By Maria Rachal
Local residents will soon enjoy greater fire protection at no additional cost thanks to a grant from the Federal Emergency Management Agency (FEMA).
Lexington Fire Chief Ty Dickerson was notified in August that the city would receive a Staffing for Adequate Fire & Emergency Response (SAFER) grant worth nearly $500,000 over the next two years. The grant will cover salary and benefits for four new firefighters and require no matching funds from the city.
The SAFER program, a $350 million fund administered under the U.S. Department of Homeland Security, is designed to help fire departments meet staffing, response, and operational goals, as determined by the National Fire Protection Association. The Lexington City Council unanimously accepted the grant at an Aug. 18 meeting.
The announcement came a year after Dickerson and the City of Lexington initially applied for the grant but were denied.
The Lexington Fire Department serves not just the city but a little over 50 square miles of Rockbridge County. Dickerson said the staff typically responds to eight to 10 calls per day, with 249 calls in August.
With the four additional firefighters, Dickerson said, the number of paid fire staff will grow to 16, along with 20 volunteers.

....

WRITTEN INSTRUCTION 1 >>
According to the article on the fire grant, how many new firefighters will the SAFER grant pay for?

(Excerpt from a dataset)
....

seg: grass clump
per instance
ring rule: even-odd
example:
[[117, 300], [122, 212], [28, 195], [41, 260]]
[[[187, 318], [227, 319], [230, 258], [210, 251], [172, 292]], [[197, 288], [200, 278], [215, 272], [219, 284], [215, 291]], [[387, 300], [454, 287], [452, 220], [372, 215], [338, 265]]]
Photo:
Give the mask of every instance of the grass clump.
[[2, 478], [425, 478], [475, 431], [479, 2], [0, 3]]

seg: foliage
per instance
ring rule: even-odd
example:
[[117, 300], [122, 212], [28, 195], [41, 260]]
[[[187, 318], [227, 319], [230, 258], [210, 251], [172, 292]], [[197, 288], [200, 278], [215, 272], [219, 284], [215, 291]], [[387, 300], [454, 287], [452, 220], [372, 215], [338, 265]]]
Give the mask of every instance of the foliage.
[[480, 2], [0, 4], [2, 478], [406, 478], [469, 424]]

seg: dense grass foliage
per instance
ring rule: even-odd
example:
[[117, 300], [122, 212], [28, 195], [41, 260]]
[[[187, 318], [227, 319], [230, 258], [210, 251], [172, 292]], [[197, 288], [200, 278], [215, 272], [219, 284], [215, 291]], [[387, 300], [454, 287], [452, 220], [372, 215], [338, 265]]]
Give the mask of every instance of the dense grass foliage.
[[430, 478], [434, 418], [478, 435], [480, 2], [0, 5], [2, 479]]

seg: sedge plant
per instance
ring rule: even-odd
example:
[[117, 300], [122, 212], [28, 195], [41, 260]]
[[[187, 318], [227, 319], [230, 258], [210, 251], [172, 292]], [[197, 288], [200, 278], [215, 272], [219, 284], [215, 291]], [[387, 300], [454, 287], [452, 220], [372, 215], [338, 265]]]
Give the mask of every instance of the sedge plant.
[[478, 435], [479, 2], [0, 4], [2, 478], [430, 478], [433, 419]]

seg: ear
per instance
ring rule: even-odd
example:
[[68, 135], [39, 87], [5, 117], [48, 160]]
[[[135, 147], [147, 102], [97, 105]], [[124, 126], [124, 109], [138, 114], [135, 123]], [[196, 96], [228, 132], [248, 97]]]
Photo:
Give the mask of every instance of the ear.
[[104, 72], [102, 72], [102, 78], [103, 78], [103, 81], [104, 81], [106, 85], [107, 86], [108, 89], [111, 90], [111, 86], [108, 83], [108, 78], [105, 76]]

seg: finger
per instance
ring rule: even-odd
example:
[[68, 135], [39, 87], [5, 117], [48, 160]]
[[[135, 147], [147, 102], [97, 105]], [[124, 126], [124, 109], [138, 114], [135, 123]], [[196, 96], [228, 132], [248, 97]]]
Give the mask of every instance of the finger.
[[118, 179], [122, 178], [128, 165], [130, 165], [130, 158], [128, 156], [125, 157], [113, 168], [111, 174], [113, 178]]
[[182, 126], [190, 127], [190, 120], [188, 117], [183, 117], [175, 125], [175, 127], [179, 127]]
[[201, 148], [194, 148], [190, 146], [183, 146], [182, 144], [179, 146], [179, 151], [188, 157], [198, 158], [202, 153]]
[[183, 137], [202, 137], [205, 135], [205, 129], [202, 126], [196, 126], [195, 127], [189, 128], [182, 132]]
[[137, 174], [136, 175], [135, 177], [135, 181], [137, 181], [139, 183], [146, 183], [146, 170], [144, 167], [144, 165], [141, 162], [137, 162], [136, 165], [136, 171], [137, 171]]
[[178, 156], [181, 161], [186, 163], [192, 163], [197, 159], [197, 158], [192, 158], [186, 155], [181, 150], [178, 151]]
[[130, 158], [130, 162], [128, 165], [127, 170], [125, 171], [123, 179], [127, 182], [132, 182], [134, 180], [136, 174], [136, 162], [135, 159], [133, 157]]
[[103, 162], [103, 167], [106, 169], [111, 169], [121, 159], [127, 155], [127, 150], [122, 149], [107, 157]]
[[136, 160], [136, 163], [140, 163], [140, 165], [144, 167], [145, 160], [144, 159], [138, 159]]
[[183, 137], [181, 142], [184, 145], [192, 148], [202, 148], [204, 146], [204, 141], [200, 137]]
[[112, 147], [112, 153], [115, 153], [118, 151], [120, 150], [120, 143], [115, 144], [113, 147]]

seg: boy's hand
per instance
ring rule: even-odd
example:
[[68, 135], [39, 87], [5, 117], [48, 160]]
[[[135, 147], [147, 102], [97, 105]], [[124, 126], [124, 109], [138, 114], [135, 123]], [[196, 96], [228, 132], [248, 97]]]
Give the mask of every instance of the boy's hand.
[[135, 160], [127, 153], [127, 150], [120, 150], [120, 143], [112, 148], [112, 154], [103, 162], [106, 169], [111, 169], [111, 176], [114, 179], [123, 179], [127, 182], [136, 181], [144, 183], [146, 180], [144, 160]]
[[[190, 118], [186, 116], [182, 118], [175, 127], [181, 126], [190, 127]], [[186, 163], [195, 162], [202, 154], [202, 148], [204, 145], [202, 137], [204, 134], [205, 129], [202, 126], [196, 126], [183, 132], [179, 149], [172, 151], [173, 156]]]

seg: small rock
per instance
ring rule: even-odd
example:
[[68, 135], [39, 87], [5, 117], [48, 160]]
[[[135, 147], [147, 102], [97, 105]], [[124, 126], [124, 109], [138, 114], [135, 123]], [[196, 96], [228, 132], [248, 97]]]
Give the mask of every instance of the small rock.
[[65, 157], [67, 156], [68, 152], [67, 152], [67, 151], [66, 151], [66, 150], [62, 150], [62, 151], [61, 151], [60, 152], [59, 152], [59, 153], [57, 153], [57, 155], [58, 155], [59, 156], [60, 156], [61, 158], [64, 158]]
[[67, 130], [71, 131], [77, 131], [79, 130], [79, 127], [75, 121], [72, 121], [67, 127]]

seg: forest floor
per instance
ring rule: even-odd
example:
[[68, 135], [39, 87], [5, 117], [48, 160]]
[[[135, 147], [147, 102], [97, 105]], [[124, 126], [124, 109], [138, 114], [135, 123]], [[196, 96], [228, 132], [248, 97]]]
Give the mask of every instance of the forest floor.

....

WRITTEN INSTRUCTION 2 >>
Scale the rows from the line with "seg: foliage" through the line with "[[480, 2], [0, 4], [2, 478], [406, 478], [469, 424]]" by multiplying every coordinate in the answer polygons by 0.9 and rounding to whole numbers, with halves rounded up. Give back only those lines, and copy the other lines in that span unchanged.

COMPLETE RESPONSE 1 >>
Four new firefighters.

COMPLETE RESPONSE 2 >>
seg: foliage
per instance
ring rule: even-odd
example:
[[117, 300], [122, 212], [28, 195], [41, 260]]
[[[187, 318], [227, 319], [230, 258], [210, 251], [172, 292]], [[197, 288], [200, 278], [215, 272], [219, 284], [215, 291]], [[387, 300], [454, 287], [452, 220], [372, 215], [338, 265]]]
Give the mask of every instance of the foliage.
[[432, 2], [0, 4], [2, 430], [365, 430], [422, 382]]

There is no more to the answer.